Tuesday 3 May 2016

Consider This: Charlotte Mason and the Classical Tradition by Karen Glass


Consider This has helped to fill in the gaps in my understanding of Classical Education and to affirm my own 'discoveries' in implementing a Charlotte Mason education. There are ideas on both sides that seem to be in total agreement on the one hand, or diametrically opposed on the other, and this has confused me at times. In recent years the Circe Institute has been instrumental in helping me to better understand classical education and now Consider This, in exploring the roots of Charlotte Mason's ideas, has provided a link between the two approaches.


http://www.bookdepository.com/Consider-This-Karen-Glass/9781500808037?ref=grid-view


Glass starts out with the question, 'What is the Classical Tradition?' before looking at whether or not Charlotte Mason has a place in it. She explains that we cannot fully understand classical education by looking only at what they did in the past. We must discover why they did it. We must understand the principles behind their teaching in order to make it serve us today.
Virtue was the goal of a classical education and all areas of education were brought into service to this end. The guiding motivation for classical educators was that right thinking would lead to right acting.
Glass discusses the "classical ideal" - the pursuit of virtue, humility, and synthetic thinking (poetic knowledge) that motivates to right action. Ancient thinkers believed that the universe was orderly and understandable, and that all knowledge was interconnected. Charlotte Mason's insistence that 'education is the science of relationships' is consistent with this classical understanding of the world.

In a brief overview of Charlotte Mason's background and life, Glass shows that Charlotte Mason read widely, but with discernment, and gleaned ideas from the classical world because they represented universal truths about education:

Her ability to see the "big picture" and draw out common principles from various philosophies was her particular genius.

Highlights

* Humility is Necessary to Education - pride of knowledge closes the door to further instruction. Humility keeps us teachable. It is an intellectual virtue as well as a spiritual virtue. At the time I was reading these thoughts on humility, I came across John Ruskin's observation on Lilias Trotter related in the book, A Passion for the Impossible:

...she had a teachable spirit, that mark of humility often missing in the very talented. "Not seeing or feeling the power that is in you is one of the most sure and precious signs of it," he writes, "and that tractability is another. All second-rate people, however strong, are self-conscious and obstinate."

# GIVEN EXERCISE
Do these statements agree with the review? Answer yes or no for each, quoting the words from the review that decide it.
1. Glass says classical education can be fully understood by looking only at what was done in the past.
2. Virtue was the goal of a classical education.
3. Humility is presented only as a spiritual virtue.
Rely on the review alone.

# DATA ROWS
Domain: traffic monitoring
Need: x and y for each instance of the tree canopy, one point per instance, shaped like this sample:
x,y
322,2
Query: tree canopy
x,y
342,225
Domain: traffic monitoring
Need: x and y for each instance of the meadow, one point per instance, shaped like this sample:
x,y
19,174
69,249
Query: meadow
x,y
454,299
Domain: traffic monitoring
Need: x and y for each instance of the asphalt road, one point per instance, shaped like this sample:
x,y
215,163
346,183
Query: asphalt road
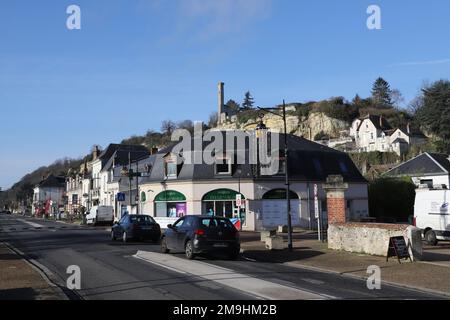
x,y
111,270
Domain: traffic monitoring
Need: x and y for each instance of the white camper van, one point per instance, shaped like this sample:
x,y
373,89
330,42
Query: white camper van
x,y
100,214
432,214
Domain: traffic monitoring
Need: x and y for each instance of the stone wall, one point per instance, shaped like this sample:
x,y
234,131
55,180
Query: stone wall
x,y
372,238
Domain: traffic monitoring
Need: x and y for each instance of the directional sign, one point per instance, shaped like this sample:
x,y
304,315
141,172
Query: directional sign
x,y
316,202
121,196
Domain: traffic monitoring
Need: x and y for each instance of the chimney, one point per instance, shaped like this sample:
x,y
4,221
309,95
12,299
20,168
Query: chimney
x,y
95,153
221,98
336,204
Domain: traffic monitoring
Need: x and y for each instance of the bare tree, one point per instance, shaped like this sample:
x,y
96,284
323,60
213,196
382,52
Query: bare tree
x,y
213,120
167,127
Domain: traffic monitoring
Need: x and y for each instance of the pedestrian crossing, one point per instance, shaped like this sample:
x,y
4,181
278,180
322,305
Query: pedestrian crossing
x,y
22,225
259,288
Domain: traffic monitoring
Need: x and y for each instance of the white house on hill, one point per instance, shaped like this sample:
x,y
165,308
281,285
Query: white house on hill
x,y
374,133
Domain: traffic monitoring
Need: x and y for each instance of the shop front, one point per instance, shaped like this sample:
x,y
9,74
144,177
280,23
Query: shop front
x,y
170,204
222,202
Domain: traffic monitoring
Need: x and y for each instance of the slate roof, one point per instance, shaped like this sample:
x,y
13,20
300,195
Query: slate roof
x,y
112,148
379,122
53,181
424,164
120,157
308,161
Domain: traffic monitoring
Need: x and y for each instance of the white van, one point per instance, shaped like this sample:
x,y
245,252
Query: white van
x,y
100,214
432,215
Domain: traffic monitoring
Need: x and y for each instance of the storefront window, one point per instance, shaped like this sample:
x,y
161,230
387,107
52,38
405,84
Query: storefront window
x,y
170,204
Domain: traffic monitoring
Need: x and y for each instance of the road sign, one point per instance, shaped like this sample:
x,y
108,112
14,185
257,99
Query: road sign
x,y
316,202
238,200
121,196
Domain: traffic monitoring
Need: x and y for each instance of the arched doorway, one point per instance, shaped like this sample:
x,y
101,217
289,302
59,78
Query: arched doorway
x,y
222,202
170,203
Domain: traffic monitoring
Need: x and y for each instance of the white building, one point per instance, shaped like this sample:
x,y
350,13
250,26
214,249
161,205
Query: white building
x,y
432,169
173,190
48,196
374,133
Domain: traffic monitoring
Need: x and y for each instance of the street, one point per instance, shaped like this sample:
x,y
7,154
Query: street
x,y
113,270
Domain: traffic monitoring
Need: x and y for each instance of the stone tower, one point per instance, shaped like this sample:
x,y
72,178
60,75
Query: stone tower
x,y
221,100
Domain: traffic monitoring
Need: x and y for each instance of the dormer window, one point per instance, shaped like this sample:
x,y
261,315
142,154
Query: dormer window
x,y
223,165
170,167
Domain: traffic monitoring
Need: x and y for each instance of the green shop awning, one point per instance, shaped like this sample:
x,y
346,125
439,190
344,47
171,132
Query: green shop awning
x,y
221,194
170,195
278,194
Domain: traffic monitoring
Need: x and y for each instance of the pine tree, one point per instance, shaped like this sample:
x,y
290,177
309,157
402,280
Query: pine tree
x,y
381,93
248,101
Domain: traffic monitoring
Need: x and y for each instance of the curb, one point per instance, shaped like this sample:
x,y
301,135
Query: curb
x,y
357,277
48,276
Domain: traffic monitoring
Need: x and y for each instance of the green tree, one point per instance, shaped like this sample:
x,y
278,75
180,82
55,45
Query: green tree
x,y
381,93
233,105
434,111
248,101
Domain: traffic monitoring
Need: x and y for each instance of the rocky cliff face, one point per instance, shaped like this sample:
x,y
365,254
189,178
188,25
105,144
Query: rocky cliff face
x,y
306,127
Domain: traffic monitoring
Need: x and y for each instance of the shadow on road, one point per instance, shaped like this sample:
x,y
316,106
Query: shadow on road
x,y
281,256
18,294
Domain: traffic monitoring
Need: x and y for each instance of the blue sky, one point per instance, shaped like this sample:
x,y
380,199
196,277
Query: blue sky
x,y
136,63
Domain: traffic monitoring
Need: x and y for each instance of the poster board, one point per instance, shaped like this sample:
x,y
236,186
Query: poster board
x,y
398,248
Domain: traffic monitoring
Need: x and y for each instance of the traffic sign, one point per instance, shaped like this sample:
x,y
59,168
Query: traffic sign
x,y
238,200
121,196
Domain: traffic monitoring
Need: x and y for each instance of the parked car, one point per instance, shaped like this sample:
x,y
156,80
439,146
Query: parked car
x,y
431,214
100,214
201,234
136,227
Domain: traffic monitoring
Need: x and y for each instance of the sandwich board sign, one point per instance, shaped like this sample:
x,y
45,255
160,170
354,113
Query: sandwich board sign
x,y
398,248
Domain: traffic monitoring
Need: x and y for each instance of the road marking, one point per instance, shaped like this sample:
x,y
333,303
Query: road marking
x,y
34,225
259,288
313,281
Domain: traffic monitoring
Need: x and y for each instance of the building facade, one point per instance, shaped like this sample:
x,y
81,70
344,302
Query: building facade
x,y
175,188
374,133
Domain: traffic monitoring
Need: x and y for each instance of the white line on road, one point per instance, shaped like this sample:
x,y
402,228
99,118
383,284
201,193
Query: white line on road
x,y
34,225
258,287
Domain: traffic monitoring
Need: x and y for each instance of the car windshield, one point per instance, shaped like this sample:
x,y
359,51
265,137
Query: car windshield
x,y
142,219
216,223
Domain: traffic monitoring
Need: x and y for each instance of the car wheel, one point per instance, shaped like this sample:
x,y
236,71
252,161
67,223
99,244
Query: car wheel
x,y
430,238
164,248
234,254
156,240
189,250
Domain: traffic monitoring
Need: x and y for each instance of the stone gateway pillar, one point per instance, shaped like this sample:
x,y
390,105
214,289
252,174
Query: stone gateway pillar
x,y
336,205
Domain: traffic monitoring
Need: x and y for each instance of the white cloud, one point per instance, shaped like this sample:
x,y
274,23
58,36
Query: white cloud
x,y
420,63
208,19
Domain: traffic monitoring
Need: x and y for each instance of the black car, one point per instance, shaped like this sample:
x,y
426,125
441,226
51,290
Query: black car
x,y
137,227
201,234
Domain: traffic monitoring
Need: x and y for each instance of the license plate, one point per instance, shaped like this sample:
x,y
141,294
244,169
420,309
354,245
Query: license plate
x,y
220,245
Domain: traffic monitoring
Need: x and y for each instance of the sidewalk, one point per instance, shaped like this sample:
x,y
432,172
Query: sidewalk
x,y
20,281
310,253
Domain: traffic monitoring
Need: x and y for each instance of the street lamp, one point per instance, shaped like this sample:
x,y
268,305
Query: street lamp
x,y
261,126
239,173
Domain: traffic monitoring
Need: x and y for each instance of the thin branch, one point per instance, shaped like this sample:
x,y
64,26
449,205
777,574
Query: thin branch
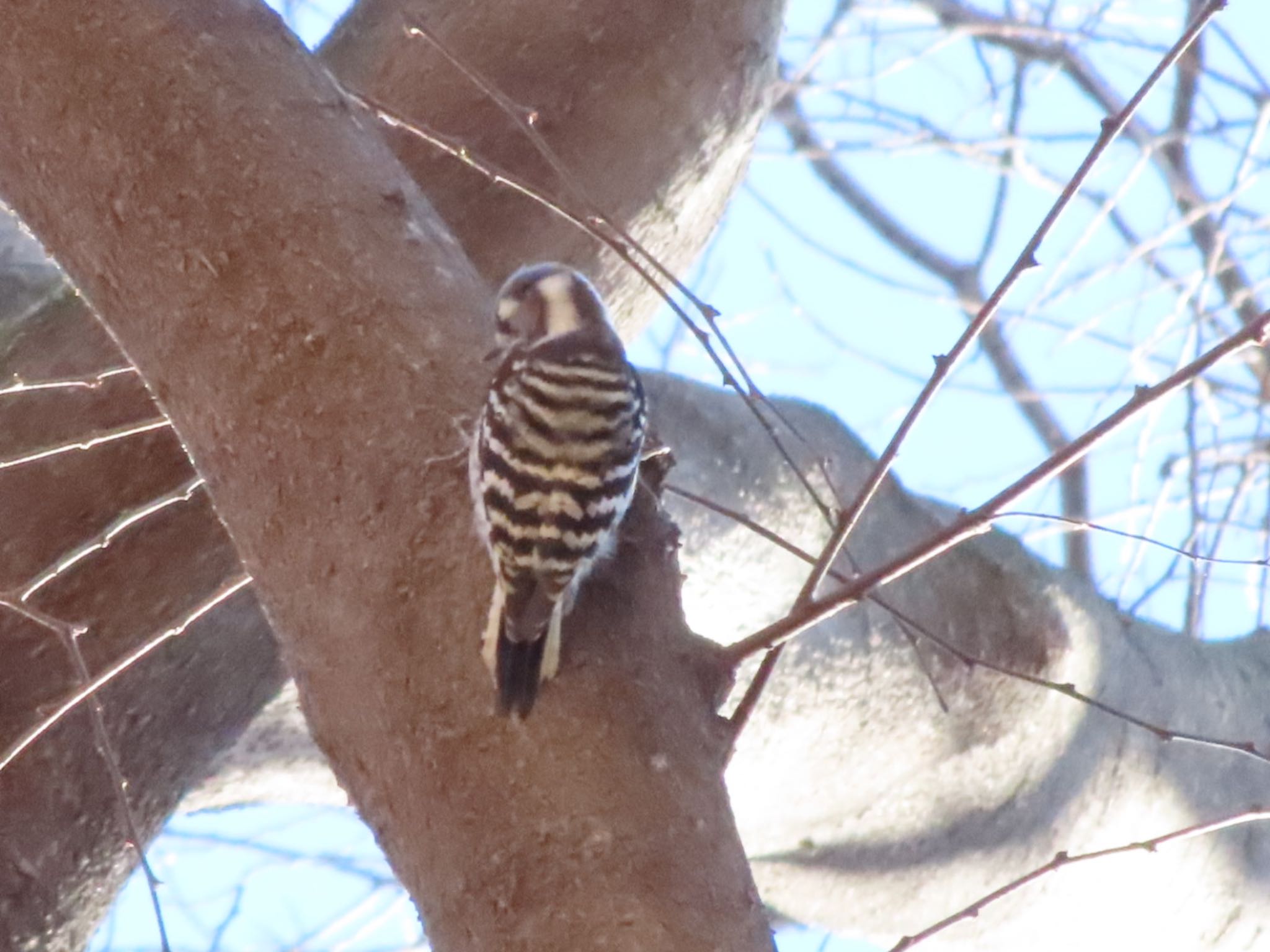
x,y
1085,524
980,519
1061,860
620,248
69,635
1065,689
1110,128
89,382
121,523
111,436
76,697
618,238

==

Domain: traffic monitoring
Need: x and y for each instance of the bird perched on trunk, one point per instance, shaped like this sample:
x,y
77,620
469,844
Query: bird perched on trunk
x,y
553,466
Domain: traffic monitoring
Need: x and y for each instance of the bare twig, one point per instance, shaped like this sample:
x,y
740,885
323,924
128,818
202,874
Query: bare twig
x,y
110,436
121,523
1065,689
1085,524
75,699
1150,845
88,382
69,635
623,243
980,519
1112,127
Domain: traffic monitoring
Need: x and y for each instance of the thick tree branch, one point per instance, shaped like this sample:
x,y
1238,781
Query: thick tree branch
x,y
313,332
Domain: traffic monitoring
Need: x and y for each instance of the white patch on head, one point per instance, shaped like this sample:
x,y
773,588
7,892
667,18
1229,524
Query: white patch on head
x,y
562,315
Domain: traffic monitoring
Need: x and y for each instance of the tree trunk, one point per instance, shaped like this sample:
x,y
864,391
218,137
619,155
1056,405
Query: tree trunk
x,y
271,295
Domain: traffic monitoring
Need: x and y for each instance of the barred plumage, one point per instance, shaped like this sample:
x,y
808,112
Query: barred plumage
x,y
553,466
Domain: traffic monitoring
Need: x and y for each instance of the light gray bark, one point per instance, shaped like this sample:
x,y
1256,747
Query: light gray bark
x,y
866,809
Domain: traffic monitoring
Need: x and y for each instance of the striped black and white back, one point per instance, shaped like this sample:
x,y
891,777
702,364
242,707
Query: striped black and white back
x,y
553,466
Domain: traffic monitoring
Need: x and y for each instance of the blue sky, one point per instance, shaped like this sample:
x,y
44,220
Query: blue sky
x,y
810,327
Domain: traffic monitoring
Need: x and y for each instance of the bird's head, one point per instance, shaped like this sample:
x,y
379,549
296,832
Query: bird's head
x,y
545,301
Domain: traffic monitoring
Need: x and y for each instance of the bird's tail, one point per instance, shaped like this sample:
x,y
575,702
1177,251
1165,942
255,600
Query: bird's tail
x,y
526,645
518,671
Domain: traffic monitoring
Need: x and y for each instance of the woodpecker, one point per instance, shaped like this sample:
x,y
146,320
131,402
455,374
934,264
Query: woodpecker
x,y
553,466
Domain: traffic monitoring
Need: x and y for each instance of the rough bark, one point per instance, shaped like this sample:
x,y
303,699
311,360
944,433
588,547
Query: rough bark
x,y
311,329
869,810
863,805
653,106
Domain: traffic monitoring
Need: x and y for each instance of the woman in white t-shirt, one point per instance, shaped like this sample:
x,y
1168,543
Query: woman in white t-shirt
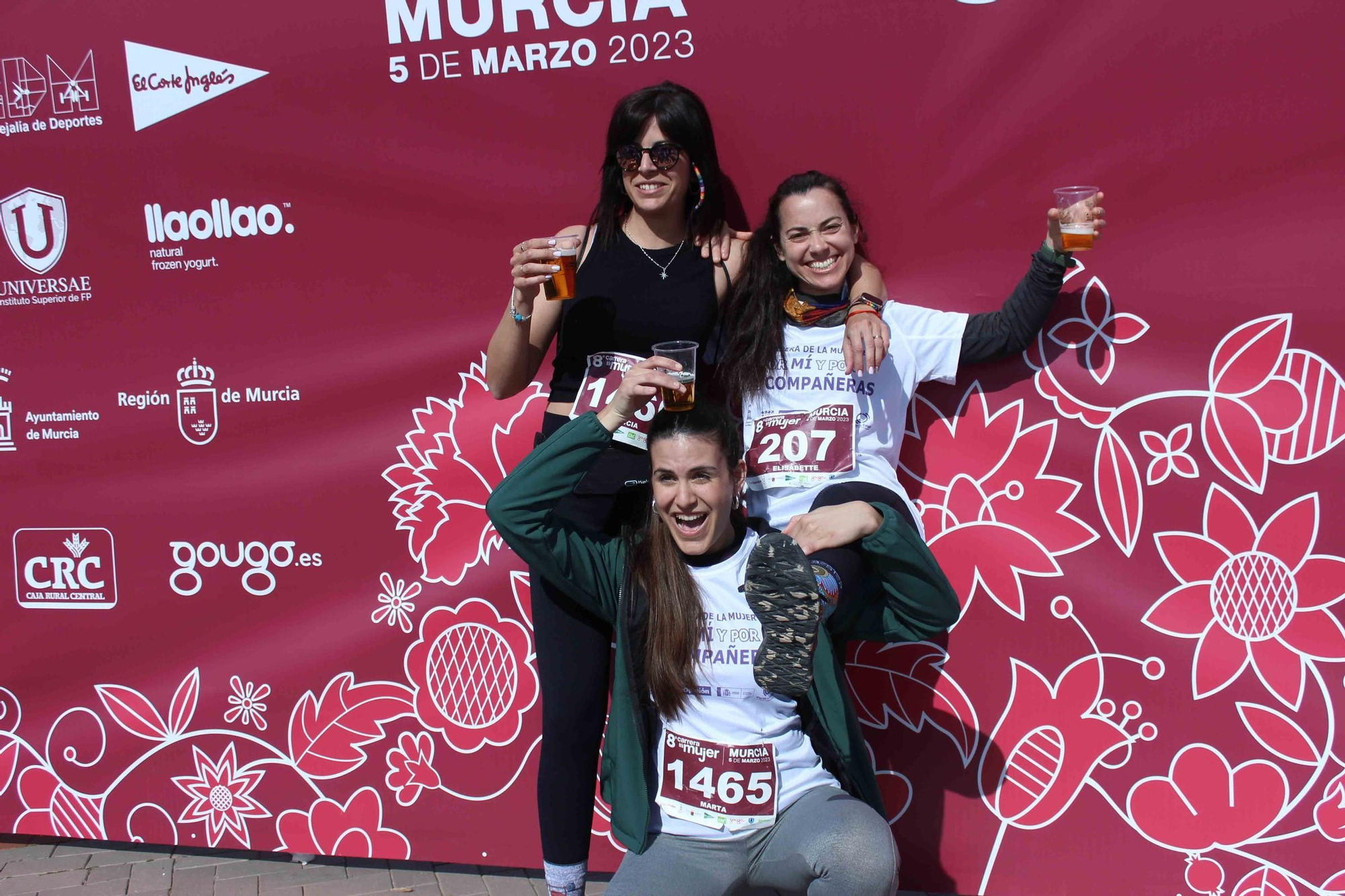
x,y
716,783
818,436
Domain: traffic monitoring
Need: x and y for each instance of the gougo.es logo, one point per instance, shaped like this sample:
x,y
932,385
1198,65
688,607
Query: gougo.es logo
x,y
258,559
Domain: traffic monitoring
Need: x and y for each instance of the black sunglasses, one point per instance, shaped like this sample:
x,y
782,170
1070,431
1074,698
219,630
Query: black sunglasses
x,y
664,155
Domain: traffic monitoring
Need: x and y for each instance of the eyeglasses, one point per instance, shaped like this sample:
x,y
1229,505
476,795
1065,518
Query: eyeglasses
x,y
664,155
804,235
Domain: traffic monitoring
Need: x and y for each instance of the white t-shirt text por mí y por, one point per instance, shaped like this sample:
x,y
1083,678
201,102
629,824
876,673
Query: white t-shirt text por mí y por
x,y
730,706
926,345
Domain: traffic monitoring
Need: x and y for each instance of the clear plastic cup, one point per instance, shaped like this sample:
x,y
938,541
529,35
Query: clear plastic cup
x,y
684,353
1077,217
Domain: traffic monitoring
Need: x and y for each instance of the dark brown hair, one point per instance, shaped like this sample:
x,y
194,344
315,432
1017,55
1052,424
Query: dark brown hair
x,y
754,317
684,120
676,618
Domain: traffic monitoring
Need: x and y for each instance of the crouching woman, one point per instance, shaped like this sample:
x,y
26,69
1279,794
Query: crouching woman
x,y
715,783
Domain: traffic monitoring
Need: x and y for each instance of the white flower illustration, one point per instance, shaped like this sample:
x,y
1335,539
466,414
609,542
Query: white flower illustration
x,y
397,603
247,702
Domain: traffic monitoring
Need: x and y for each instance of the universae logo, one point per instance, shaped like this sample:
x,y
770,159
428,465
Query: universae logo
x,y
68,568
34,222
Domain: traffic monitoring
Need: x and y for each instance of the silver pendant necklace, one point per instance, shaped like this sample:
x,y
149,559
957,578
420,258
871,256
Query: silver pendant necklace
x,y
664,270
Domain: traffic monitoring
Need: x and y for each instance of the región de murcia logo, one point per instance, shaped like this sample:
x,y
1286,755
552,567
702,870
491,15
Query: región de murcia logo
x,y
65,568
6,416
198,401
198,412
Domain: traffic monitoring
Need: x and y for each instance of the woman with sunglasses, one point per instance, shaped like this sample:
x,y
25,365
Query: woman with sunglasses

# EXERCISE ANSWER
1. No: "we cannot fully understand classical education by looking only at what they did in the past."
2. Yes: "Virtue was the goal of a classical education"
3. No: "It is an intellectual virtue as well as a spiritual virtue."